These entries are to be set down again exactly.

[Stored data entries]
'''

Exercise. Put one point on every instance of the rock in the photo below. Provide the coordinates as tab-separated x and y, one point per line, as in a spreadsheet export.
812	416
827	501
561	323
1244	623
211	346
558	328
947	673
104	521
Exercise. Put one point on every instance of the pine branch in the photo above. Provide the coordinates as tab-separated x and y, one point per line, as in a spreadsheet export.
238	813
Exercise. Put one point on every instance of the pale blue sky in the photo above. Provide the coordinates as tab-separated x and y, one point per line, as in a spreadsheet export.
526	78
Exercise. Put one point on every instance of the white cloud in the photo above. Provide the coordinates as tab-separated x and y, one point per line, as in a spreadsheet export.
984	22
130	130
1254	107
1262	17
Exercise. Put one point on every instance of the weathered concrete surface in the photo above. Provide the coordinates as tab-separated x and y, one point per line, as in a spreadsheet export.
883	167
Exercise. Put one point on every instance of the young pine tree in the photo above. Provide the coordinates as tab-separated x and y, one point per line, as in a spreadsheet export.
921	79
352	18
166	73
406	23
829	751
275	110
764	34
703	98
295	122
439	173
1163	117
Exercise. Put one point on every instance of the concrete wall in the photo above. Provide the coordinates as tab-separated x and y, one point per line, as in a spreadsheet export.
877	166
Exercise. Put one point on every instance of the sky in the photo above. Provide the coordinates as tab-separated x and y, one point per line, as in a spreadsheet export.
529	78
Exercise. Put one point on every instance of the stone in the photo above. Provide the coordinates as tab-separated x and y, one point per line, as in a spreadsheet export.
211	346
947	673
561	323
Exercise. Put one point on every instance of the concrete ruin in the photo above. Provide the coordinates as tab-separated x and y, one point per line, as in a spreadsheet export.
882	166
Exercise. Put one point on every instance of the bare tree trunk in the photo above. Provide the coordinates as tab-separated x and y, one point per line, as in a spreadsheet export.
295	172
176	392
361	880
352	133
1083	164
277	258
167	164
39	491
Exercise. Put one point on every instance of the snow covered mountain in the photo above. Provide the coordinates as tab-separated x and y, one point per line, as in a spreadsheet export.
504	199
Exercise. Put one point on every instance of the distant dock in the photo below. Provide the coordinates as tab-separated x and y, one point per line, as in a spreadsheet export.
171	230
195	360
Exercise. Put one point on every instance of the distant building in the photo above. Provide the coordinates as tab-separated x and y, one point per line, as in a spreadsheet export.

'''

▸ EXERCISE RESPONSE
Exercise. Put one point on every instance of the rock in the photo below. Provide the coordinates as tab-separated x and y, one point per line, as in a spreadsheet export.
812	416
827	501
561	323
1244	623
211	346
558	328
947	673
104	521
Exercise. Put one point on every instance of the pine branch in the photo above. Provide the coordinates as tab-separated x and y, one point per line, as in a spreadsheet export.
238	813
Exercise. Put one point on every instance of the pale blue sky in the photo above. Provide the coordinates as tab-separated x and y, one point per line, as in a spreadsheet export.
526	78
Exercise. Put one point on every instance of the white cloud in the photo above. Provide the coordinates as tab-separated x and y, one point per line, as in a spreadsheet export.
984	22
130	130
1254	107
1262	17
Exercise. Put one point on every instance of the weathered concrete surface in the photo above. Provide the coordinates as tab-separated x and y, one point per line, as in a spreadsheet export.
883	167
Exercise. Put one point on every instance of the young pine tree in the photo above. Provide the coordinates as tab-separated x and y, one point per line, as in a spreadsheet export.
921	79
352	18
166	73
406	23
829	751
275	110
764	34
703	98
295	122
439	173
1163	117
Exercise. Put one point on every instance of the concrete wall in the photo above. Provide the coordinates as tab-separated x and y, one point per line, as in a spreadsheet export.
877	166
Exercise. Put one point on every instance of the sky in the photo above. Provide the coordinates as tab-separated x and y, one point per line, as in a spreadsheet export.
529	78
Exercise. Put one point on every instance of the stone in the photo above. Provide the coordinates as tab-separated x and y, one point per line, as in a spreadsheet export.
211	346
947	673
561	323
Exercise. Put one point on every instance of the concrete ruin in the photo above. Provide the coordinates as tab-separated x and y, one point per line, as in a spreadsheet export.
882	166
Exercise. Put one point on every instance of the bare tree trunk in the photo above. Provide the coordinates as tab-separated x and y, one point per line, as in a spreadsheet export.
295	172
176	392
361	880
352	133
1083	164
277	258
167	164
39	491
Exercise. Put one point on every instance of the snow covered mountain in the photo above. Provide the coordinates as tab-separated x and y, one point per line, as in a spreadsheet export.
504	199
Exercise. Put one point on every instance of the distant dock in the photo below. Provide the coordinates as tab-separated x and y, one point per line, as in a spreadsheet export.
171	230
195	360
Exercise. Put one point on every instance of the distant building in the photo above. Provide the coordinates as tab-separated x and y, one point per line, as in a spreadsheet export.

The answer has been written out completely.